> Text segment:
Its weeks since I last updated my blog so what’s happened?

 

Well, I guess it’s been a period of introspection and the realisation that my blog is not focused enough.

 

Ever since I joined Blipfoto.com – where you put up a daily photo from your life- it has made me realise how unfocused my blog is.

 

To start with it’s far too general. Secondly I do not put up the personal stuff – left over from my days in journalism – and it’s the personal stuff that often makes a blog “sticky” or the fact one is giving specialised information, which would not be available elsewhere.

 

 I have finished another e-book. Now I got to upload it to Amazon via Kindle – that is another steep learning curve requiring knowledge of HTML so I have started the search for someone to help me.

 

Meanwhile have another solo exhibition at Scion House, Stirling University Innovation Park but not until February 2013!  

 

Forth Valley Open Studios is now a registered not-for-profit company (Community Interest Company) and we hope this will enable us to attract grants and sponsorship though given today’s economic climate we are not that hopeful.

> Dataset:
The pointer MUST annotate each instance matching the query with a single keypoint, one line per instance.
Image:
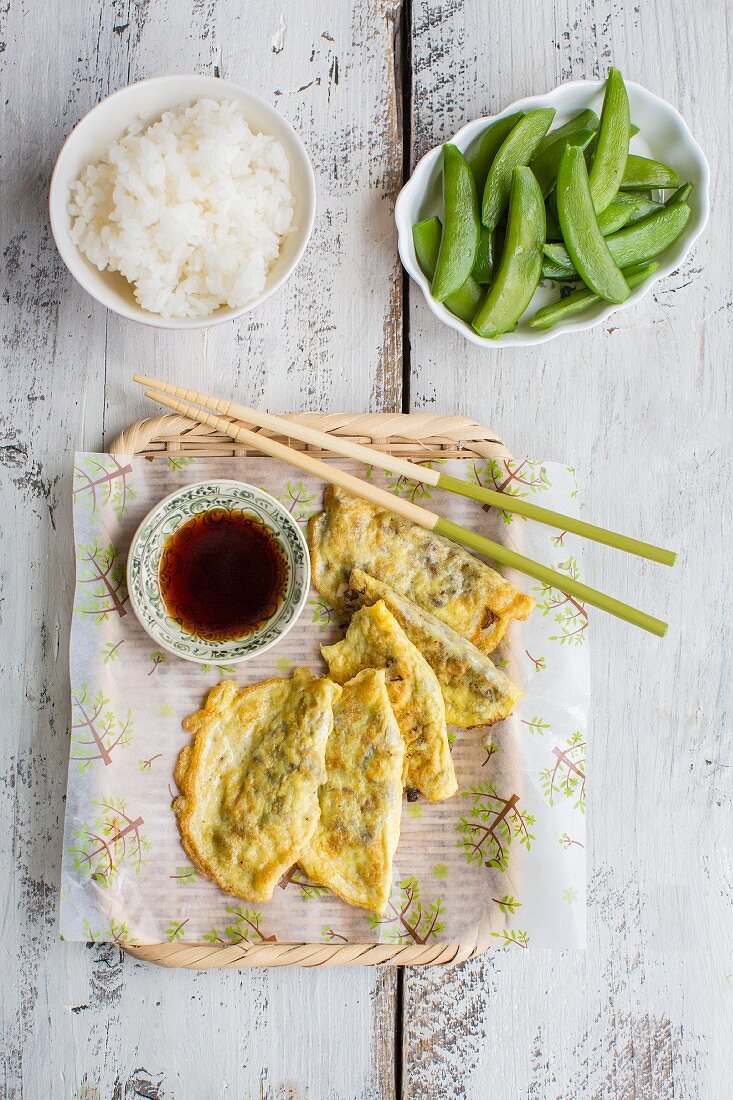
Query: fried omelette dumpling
(441, 578)
(476, 693)
(375, 640)
(354, 842)
(249, 780)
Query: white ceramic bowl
(108, 121)
(663, 135)
(146, 551)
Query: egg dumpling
(249, 780)
(354, 842)
(375, 640)
(476, 693)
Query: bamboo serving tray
(419, 437)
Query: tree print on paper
(330, 936)
(111, 842)
(568, 613)
(176, 931)
(514, 479)
(409, 490)
(156, 658)
(407, 920)
(507, 903)
(96, 729)
(245, 927)
(111, 651)
(535, 725)
(512, 937)
(101, 480)
(492, 825)
(118, 933)
(298, 499)
(148, 765)
(567, 777)
(491, 749)
(101, 580)
(296, 878)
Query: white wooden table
(642, 407)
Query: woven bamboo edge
(422, 437)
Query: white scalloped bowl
(149, 99)
(664, 135)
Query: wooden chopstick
(413, 471)
(415, 514)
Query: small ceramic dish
(146, 551)
(148, 99)
(663, 135)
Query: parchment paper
(506, 853)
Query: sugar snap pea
(583, 239)
(550, 270)
(553, 232)
(522, 259)
(584, 120)
(612, 145)
(626, 208)
(485, 257)
(614, 217)
(460, 232)
(546, 165)
(642, 174)
(634, 244)
(517, 149)
(487, 144)
(426, 237)
(681, 195)
(582, 299)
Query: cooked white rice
(192, 209)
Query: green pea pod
(582, 299)
(642, 174)
(614, 217)
(426, 238)
(546, 165)
(485, 257)
(555, 272)
(681, 195)
(586, 120)
(626, 208)
(583, 240)
(522, 259)
(553, 232)
(518, 149)
(485, 146)
(634, 244)
(591, 149)
(460, 233)
(612, 146)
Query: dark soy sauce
(222, 575)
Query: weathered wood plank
(89, 1022)
(643, 408)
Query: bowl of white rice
(182, 201)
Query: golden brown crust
(441, 578)
(249, 780)
(352, 847)
(375, 640)
(476, 693)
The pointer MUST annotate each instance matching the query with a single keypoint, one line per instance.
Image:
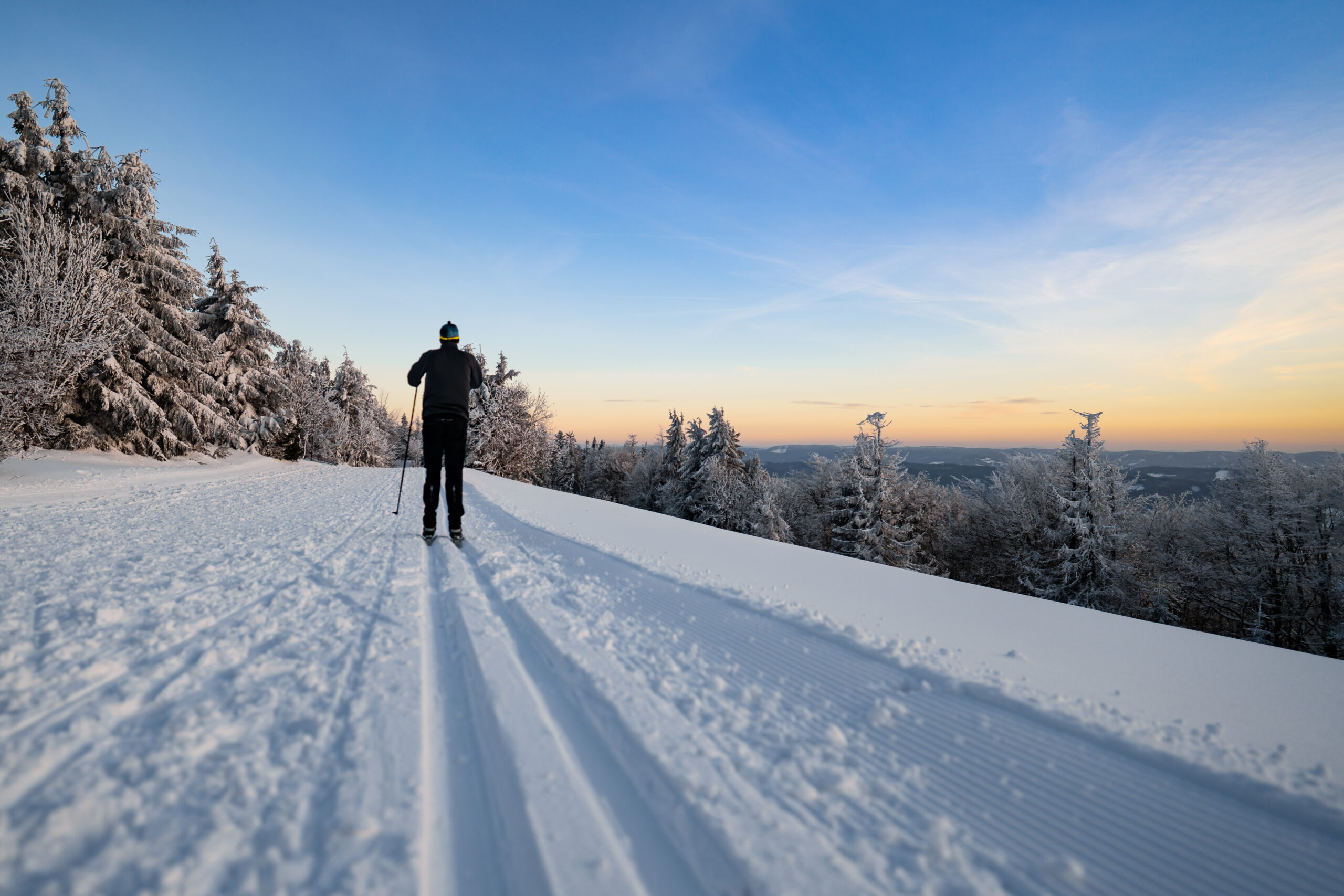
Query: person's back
(449, 375)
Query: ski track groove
(588, 726)
(152, 675)
(612, 763)
(155, 660)
(947, 715)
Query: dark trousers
(445, 449)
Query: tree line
(1260, 559)
(111, 339)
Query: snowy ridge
(1244, 711)
(265, 681)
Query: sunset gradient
(973, 217)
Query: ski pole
(406, 455)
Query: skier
(449, 374)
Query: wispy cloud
(1174, 257)
(832, 404)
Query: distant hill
(1156, 472)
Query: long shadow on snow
(1025, 785)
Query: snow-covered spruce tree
(25, 160)
(508, 433)
(606, 469)
(566, 464)
(1170, 563)
(762, 513)
(804, 499)
(1089, 566)
(152, 395)
(243, 342)
(407, 448)
(999, 530)
(1275, 550)
(313, 428)
(676, 499)
(365, 424)
(61, 312)
(668, 489)
(717, 481)
(865, 523)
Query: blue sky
(975, 217)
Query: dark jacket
(449, 375)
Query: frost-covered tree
(668, 492)
(365, 425)
(999, 525)
(61, 312)
(406, 446)
(646, 479)
(1089, 566)
(152, 395)
(566, 464)
(804, 499)
(866, 522)
(510, 424)
(313, 426)
(243, 340)
(1275, 549)
(716, 479)
(606, 469)
(25, 160)
(762, 515)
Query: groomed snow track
(354, 711)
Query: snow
(249, 676)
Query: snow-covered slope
(249, 676)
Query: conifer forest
(111, 339)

> Exercise tasks:
a: Reproduce the blog post word for word, from "Ever since I" to "to help me.", inclusive.
b: In the entries, output each line from the one containing "Query: small ceramic dish" through the one containing "(1025, 785)", inclusive, as a JSON list with one string per line. Skip blank lines and omit the pictures.

> Solved problems:
a:
Ever since I joined Blipfoto.com – where you put up a daily photo from your life- it has made me realise how unfocused my blog is.

 

To start with it’s far too general. Secondly I do not put up the personal stuff – left over from my days in journalism – and it’s the personal stuff that often makes a blog “sticky” or the fact one is giving specialised information, which would not be available elsewhere.

 

 I have finished another e-book. Now I got to upload it to Amazon via Kindle – that is another steep learning curve requiring knowledge of HTML so I have started the search for someone to help me.

b:
[
  "Query: small ceramic dish",
  "(146, 551)",
  "(148, 99)",
  "(663, 135)",
  "Query: parchment paper",
  "(506, 853)",
  "Query: sugar snap pea",
  "(583, 239)",
  "(550, 270)",
  "(553, 232)",
  "(522, 259)",
  "(584, 120)",
  "(612, 145)",
  "(626, 208)",
  "(485, 257)",
  "(614, 217)",
  "(460, 232)",
  "(546, 165)",
  "(642, 174)",
  "(634, 244)",
  "(517, 149)",
  "(487, 144)",
  "(426, 237)",
  "(681, 195)",
  "(582, 299)",
  "Query: cooked white rice",
  "(192, 209)",
  "Query: green pea pod",
  "(582, 299)",
  "(642, 174)",
  "(614, 217)",
  "(426, 238)",
  "(546, 165)",
  "(485, 257)",
  "(555, 272)",
  "(681, 195)",
  "(586, 120)",
  "(626, 208)",
  "(583, 240)",
  "(522, 259)",
  "(553, 232)",
  "(518, 149)",
  "(485, 146)",
  "(634, 244)",
  "(591, 149)",
  "(460, 233)",
  "(612, 146)",
  "Query: dark soy sauce",
  "(222, 575)",
  "Query: weathered wood plank",
  "(89, 1022)",
  "(643, 408)",
  "Query: bowl of white rice",
  "(182, 201)",
  "Query: golden brown crust",
  "(441, 578)",
  "(249, 780)",
  "(352, 847)",
  "(375, 640)",
  "(476, 693)",
  "The pointer MUST annotate each instance matching the query with a single keypoint, one line per instance.",
  "Image:",
  "Query: person's back",
  "(449, 375)",
  "Query: ski track groove",
  "(588, 726)",
  "(152, 675)",
  "(612, 763)",
  "(155, 660)",
  "(947, 715)",
  "Query: dark trousers",
  "(445, 449)",
  "Query: tree line",
  "(1260, 559)",
  "(111, 339)",
  "Query: snowy ridge",
  "(1244, 711)",
  "(265, 681)",
  "Query: sunset gradient",
  "(973, 217)",
  "Query: ski pole",
  "(406, 455)",
  "Query: skier",
  "(449, 374)",
  "Query: wispy cloud",
  "(1174, 257)",
  "(832, 404)",
  "Query: distant hill",
  "(1156, 472)",
  "Query: long shadow on snow",
  "(1025, 785)"
]